> _Task directions_:
Extract all of the entries below, copying each line word for word.

> _Material for the task_:
======
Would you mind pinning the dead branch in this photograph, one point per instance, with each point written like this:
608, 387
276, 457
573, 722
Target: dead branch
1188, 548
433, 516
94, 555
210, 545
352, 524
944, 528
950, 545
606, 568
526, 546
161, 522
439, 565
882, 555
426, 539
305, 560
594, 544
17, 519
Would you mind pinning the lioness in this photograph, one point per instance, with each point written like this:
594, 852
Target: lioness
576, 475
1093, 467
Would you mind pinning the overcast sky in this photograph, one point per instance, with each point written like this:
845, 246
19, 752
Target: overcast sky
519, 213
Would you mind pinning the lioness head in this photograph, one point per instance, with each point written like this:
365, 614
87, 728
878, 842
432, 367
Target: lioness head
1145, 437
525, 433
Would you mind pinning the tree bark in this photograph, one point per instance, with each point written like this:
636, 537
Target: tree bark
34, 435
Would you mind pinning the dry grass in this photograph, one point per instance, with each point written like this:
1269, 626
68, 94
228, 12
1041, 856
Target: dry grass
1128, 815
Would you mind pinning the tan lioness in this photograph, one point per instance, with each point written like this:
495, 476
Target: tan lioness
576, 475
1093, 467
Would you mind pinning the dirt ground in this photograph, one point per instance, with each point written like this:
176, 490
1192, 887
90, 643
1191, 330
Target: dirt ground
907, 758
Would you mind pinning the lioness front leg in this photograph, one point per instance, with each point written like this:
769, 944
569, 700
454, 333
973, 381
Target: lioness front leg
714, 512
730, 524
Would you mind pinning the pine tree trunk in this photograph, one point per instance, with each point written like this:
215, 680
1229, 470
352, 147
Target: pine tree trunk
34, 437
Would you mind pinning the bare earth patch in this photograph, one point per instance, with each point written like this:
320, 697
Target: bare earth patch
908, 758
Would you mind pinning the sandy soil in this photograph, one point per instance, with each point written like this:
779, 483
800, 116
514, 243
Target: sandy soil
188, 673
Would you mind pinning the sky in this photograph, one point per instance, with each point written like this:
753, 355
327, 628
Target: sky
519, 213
======
> _Result of the task_:
Would you mind pinning the dead branch in this photograph, one point per instance, with each point written like this:
608, 387
276, 457
573, 722
Target: dead branch
1188, 548
433, 516
94, 555
210, 545
352, 524
944, 528
950, 545
606, 568
526, 546
161, 522
439, 565
882, 555
426, 539
305, 560
594, 544
17, 519
Would you mind pinning the lioness in this photograph, one point per instance, with each point written like this:
594, 852
Target: lioness
576, 475
1093, 467
Would you mind pinning the overcast sky in this photograph, one point per instance, with each point written like this:
845, 246
19, 752
Target: overcast sky
519, 213
Would you mind pinning the lioness head in this photograph, one point per instance, with each point written like this:
365, 614
87, 728
878, 842
432, 367
Target: lioness head
1145, 437
525, 433
Would you mind pinning the tree bark in this photograph, one point per instance, with each point written like this:
636, 537
Target: tree bark
34, 435
Would you mind pinning the dry grass in this photograph, one point per instance, with each point written like this:
1269, 626
68, 94
228, 12
1041, 856
Target: dry grass
1128, 815
Would you mind pinning the tan lioness in this photograph, one point per instance, with each point written like this:
495, 476
Target: tan lioness
576, 475
1093, 467
Would you mind pinning the dirt ground in this photograph, one point per instance, with each point written like this:
176, 490
1192, 887
90, 643
1191, 330
Target: dirt ground
907, 758
Would you mind pinning the lioness front leg in this photograph, one point per instance, with each point written like this:
769, 944
569, 700
454, 333
973, 381
Target: lioness front leg
714, 512
730, 524
Would you mind pinning the pine tree trunk in this photograph, one point per instance, with each point written like this:
215, 680
1229, 470
352, 147
Target: pine tree trunk
34, 437
Would you mind pinning the bare earth patch in this photograph, one point per instance, with each point written like this:
320, 697
Target: bare earth patch
908, 758
Would you mind pinning the sandy soil in this photograph, one point per instance, with each point written like this:
779, 483
800, 116
514, 243
Target: sandy soil
188, 673
Would you mind pinning the sky in this photograph, one point per instance, with each point written like this:
753, 355
327, 628
Target: sky
519, 213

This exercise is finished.